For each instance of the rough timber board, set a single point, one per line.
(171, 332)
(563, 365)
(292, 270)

--

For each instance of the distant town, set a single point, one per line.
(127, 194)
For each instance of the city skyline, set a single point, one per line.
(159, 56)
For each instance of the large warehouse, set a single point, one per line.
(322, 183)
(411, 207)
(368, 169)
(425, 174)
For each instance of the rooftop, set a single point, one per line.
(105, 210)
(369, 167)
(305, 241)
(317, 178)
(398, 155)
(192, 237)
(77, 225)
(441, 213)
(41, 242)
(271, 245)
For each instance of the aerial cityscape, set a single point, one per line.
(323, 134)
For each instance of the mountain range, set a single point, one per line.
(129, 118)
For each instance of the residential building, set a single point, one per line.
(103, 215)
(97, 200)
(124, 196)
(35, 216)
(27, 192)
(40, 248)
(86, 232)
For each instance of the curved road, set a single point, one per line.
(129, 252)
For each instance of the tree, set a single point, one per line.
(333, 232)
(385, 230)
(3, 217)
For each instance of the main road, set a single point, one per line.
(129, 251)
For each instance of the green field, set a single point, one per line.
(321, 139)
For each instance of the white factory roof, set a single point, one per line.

_Exercise prompt_
Starting at the line that contains "For each instance of the mountain" and stopping after the line that contains "For each instance of the white", edit the items by replacing "set" with "place" and keeping everything else the same. Give back only those lines.

_Exercise solution_
For each instance of the mountain range, place a single point, one per line.
(129, 118)
For each instance of the residential building, place a single point, one per line.
(103, 215)
(97, 200)
(124, 196)
(35, 216)
(27, 192)
(40, 248)
(86, 232)
For each instance of the curved road, place a single point, one per line.
(129, 252)
For each instance of the tree, place a single point, one per line.
(333, 232)
(385, 230)
(3, 217)
For each instance of the main road, place a single point, one per line.
(129, 251)
For each instance of the green field, place a single point, one per line.
(321, 139)
For each instance of the white factory roof, place a single point, one per line.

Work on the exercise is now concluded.